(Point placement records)
* * * * *

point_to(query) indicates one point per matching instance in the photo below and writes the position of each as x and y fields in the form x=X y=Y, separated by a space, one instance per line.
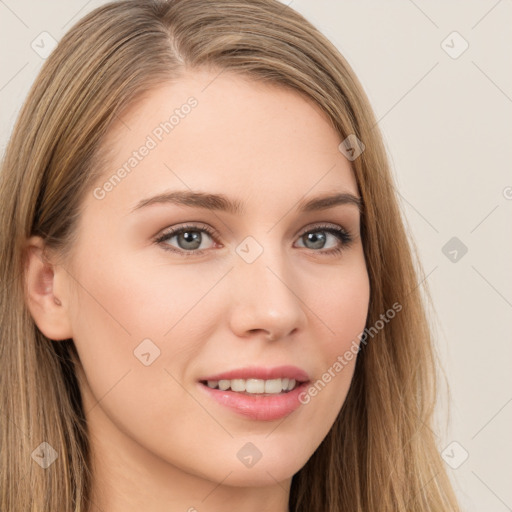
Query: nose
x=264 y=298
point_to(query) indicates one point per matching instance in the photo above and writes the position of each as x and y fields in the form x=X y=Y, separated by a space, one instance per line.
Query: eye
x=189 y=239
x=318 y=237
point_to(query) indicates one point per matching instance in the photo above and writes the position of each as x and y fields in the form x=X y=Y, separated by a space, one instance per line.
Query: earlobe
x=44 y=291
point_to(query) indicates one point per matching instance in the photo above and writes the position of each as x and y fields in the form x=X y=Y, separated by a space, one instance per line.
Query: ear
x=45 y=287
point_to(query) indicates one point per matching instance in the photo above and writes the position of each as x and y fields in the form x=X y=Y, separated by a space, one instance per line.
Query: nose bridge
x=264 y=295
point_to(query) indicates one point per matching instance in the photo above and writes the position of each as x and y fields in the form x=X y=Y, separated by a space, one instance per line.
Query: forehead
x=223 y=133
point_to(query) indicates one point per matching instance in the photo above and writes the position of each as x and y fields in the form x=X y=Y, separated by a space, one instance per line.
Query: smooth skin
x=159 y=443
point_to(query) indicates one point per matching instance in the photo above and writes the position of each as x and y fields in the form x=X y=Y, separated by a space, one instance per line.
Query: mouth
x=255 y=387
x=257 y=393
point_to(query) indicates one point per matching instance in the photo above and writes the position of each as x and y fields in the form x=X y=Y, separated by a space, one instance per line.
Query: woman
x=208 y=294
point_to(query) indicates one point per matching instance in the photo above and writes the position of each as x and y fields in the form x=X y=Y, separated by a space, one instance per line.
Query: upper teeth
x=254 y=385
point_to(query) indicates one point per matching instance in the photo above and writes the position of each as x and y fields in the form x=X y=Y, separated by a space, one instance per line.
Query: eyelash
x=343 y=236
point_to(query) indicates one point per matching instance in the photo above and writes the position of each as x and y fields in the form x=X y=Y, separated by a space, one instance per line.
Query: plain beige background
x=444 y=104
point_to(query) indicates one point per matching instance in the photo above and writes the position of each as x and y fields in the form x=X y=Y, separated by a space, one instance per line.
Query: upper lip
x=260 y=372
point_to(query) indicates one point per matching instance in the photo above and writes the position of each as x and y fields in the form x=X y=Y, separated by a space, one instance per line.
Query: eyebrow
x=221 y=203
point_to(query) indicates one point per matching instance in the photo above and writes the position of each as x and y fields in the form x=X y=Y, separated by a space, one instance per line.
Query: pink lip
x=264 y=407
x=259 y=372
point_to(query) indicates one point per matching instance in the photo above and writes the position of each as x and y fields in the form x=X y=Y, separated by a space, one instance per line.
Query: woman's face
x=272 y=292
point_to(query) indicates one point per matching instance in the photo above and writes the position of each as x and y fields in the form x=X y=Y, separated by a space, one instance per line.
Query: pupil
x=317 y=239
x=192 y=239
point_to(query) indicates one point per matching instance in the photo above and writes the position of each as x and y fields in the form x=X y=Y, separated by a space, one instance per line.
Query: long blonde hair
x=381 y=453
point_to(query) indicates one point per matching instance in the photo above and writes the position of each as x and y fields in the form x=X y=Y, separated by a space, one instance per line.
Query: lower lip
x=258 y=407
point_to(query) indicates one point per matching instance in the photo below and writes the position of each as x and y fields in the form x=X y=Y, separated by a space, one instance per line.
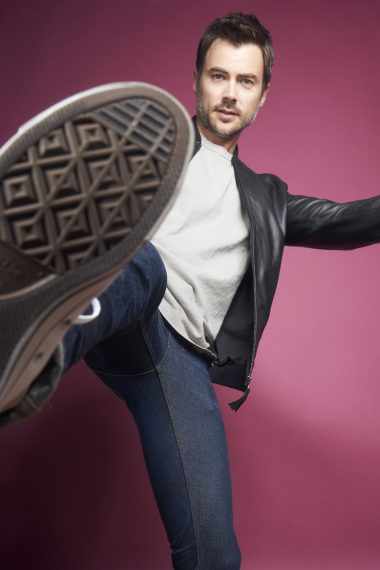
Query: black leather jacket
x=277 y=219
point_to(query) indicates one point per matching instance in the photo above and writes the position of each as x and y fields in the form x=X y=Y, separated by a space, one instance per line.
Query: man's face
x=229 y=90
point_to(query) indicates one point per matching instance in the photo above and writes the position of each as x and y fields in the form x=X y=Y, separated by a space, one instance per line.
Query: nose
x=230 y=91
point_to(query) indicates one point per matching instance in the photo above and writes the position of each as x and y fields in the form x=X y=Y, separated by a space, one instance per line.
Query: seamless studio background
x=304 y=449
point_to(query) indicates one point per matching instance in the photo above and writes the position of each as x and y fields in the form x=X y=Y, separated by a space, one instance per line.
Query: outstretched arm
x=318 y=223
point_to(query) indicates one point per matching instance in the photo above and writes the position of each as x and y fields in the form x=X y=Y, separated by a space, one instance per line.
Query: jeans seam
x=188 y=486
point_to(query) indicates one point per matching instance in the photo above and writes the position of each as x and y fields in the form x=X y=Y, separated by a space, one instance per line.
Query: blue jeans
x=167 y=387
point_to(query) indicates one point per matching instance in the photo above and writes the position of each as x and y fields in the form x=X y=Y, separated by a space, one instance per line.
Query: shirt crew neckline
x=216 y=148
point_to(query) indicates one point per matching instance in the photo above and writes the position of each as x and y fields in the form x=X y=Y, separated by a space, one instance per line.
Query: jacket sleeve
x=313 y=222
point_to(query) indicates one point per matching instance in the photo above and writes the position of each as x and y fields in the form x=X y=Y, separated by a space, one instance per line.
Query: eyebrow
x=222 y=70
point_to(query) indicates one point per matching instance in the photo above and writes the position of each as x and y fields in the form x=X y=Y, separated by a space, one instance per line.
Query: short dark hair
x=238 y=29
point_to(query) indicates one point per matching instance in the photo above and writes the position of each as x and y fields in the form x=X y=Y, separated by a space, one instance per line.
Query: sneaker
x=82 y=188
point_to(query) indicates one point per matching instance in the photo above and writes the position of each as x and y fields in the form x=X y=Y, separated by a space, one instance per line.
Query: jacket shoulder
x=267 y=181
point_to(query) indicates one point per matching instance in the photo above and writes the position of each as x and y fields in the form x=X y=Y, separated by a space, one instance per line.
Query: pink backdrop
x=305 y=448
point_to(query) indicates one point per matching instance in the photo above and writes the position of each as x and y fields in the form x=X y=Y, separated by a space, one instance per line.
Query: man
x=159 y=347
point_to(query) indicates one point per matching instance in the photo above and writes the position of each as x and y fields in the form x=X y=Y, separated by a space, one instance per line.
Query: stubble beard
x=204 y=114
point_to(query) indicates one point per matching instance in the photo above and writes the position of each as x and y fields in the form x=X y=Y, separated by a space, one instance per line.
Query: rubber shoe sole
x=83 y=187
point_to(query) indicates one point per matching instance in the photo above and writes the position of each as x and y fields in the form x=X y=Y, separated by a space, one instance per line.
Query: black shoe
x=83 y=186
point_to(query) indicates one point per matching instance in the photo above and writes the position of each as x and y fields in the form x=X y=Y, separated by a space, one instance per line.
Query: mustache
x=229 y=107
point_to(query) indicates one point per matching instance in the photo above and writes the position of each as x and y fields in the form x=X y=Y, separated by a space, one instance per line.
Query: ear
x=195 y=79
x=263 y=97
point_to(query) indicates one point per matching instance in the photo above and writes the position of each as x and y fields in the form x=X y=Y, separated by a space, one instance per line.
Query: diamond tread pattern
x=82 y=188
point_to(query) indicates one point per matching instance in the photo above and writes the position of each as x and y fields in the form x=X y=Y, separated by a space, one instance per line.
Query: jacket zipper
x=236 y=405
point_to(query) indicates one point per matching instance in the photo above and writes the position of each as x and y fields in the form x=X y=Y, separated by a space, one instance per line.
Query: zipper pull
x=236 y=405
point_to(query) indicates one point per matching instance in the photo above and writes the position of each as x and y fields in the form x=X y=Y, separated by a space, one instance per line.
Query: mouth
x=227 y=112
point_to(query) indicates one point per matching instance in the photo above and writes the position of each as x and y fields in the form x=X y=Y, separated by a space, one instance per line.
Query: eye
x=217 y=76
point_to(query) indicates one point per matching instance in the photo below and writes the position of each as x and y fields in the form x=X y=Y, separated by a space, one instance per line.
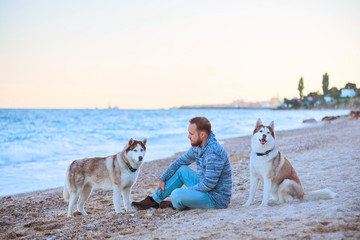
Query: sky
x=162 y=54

* * * * *

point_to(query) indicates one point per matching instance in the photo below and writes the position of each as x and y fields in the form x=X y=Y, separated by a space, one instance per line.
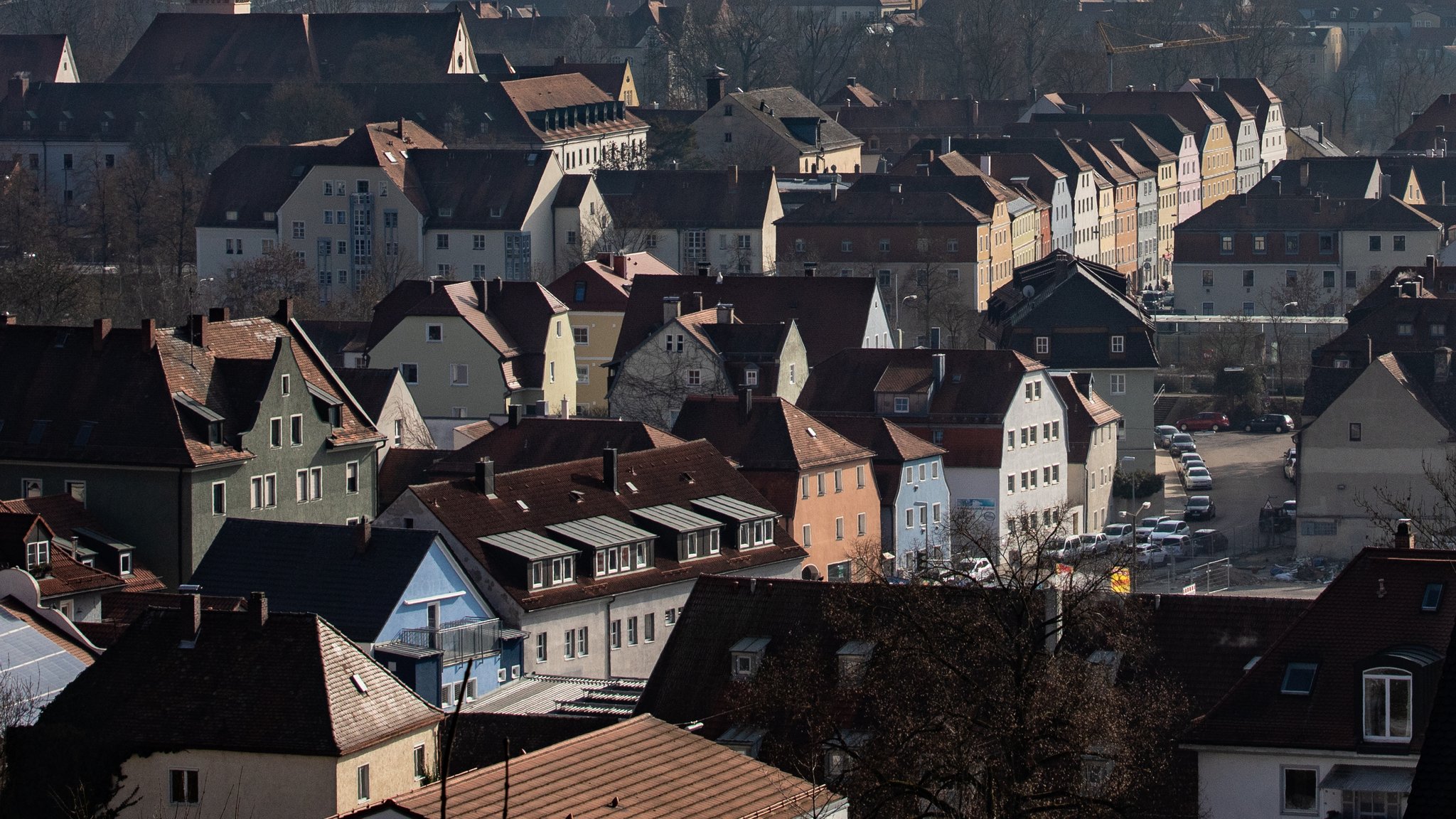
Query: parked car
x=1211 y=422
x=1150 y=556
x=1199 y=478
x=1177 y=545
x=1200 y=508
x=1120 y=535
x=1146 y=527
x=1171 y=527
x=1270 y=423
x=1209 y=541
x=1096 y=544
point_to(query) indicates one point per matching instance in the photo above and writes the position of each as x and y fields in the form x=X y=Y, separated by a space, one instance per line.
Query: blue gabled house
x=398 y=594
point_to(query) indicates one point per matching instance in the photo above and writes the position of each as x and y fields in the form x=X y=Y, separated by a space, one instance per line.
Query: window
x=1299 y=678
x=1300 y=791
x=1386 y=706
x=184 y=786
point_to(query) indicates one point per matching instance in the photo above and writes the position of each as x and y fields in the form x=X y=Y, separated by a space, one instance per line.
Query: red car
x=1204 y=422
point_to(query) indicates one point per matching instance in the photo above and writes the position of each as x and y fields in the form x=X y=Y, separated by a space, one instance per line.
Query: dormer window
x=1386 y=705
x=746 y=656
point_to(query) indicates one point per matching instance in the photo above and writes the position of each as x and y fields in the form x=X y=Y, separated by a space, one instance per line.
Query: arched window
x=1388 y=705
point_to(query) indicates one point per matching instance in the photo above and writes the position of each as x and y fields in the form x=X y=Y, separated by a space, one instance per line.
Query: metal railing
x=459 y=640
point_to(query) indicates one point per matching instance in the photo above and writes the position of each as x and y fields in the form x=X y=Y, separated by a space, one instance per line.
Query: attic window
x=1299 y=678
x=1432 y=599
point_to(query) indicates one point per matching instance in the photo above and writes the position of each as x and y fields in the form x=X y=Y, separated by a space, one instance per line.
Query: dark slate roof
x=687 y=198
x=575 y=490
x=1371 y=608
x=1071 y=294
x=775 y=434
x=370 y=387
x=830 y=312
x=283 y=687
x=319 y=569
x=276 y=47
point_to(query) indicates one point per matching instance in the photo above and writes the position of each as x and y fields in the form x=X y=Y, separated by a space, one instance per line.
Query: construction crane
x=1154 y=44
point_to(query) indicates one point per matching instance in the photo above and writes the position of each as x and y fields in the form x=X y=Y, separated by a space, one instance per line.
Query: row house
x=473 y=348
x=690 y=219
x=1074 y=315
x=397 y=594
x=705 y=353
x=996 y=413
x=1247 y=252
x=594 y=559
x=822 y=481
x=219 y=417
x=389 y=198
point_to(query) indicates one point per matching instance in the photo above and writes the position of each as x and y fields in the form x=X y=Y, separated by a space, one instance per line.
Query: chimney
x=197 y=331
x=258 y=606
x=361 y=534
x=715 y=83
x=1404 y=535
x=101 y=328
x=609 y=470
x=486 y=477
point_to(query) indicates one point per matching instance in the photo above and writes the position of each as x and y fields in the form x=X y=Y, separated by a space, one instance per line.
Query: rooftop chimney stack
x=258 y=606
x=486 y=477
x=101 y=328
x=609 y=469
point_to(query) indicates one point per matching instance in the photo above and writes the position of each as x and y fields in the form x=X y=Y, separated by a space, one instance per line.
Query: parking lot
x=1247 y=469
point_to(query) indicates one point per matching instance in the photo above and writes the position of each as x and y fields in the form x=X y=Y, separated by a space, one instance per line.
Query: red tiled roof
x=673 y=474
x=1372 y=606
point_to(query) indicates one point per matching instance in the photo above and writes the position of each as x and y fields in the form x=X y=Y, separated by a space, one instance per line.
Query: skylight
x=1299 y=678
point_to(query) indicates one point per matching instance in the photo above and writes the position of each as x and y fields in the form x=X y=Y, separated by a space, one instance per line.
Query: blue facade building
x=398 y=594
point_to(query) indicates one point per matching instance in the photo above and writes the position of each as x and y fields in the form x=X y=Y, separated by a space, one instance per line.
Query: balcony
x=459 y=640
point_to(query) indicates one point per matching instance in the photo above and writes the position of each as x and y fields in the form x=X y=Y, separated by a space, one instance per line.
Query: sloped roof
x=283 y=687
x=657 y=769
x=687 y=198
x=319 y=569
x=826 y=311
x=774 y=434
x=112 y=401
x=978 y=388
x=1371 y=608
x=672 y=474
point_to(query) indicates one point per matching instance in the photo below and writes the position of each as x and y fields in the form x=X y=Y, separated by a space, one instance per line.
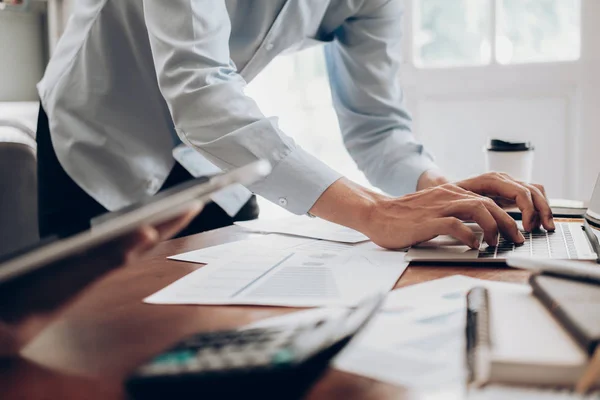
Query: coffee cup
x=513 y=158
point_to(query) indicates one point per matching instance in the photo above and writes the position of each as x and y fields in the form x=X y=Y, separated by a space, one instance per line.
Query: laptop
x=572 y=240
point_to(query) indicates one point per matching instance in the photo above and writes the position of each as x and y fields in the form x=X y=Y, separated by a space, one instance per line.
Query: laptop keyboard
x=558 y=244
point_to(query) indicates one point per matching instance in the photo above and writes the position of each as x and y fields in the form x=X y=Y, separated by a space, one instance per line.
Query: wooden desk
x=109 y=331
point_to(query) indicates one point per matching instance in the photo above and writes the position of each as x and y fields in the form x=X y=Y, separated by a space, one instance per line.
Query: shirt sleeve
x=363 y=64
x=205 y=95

* * * * *

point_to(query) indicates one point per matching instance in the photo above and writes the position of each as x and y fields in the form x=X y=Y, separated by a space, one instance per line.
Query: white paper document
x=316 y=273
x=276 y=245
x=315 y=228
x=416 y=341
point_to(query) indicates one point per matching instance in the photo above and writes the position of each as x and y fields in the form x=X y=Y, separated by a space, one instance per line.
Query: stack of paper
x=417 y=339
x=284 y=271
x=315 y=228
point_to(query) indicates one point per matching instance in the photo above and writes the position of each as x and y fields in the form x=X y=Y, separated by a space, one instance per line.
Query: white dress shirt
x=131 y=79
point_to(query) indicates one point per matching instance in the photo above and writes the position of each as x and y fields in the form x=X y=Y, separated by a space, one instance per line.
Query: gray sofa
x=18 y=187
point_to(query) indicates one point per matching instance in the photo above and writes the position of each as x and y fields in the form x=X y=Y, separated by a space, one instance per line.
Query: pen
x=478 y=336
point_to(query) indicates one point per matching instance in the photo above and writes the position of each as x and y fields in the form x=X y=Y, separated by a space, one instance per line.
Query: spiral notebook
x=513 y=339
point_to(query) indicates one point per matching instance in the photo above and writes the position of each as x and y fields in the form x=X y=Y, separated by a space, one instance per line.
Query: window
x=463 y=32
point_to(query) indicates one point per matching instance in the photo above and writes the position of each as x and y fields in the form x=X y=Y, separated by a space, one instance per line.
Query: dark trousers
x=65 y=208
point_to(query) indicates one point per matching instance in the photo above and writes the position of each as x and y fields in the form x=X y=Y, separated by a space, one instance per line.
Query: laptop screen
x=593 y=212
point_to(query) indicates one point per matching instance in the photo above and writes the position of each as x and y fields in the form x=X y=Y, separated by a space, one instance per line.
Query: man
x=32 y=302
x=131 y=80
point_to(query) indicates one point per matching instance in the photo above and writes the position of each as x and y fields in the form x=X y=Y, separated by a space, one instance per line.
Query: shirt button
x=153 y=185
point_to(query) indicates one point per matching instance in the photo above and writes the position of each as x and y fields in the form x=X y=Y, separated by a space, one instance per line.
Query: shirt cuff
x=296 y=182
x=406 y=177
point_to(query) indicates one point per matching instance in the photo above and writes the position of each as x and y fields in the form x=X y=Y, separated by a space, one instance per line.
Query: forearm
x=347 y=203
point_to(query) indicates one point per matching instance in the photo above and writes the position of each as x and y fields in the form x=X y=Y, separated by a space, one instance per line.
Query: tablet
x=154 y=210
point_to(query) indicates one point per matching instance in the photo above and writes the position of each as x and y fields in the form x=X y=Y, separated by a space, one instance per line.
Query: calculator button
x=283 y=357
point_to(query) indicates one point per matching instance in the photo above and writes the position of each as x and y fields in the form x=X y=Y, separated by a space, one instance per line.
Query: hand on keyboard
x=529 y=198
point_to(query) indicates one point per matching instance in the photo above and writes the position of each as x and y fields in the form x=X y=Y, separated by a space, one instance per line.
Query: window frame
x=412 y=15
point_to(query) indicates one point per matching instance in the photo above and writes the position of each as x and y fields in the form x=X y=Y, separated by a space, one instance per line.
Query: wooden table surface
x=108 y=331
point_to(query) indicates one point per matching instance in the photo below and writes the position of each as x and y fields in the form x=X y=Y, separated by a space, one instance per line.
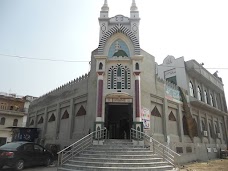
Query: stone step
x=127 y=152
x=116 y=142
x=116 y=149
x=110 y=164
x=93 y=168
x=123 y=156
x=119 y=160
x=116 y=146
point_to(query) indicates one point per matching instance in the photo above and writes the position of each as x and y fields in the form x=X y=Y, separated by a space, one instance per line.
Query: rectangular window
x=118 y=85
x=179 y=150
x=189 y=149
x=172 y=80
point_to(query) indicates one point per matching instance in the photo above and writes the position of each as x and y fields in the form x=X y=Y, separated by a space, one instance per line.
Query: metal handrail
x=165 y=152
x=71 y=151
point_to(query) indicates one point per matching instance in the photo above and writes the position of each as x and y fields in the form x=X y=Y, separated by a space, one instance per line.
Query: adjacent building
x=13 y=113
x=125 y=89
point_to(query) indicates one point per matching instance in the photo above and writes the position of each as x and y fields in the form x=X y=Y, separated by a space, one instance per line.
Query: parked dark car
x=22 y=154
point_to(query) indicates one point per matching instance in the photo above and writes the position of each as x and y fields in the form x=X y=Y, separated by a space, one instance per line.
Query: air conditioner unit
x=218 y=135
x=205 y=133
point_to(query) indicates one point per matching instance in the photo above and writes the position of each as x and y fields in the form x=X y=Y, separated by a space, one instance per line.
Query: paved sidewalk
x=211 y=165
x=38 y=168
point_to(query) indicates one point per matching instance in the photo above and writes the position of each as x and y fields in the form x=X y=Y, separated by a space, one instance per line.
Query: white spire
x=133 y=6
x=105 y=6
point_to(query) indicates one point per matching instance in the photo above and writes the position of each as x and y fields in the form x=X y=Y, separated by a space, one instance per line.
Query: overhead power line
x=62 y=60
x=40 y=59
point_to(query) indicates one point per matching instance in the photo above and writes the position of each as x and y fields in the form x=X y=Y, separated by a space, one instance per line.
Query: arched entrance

* * * * *

▸ **OBJECTIVE**: Report each line of the data above that contains the string "button" and copy those lines in full. Case counts when matching.

▸ **OUTPUT FOR THIS TASK**:
Query: shirt button
Query: calculator button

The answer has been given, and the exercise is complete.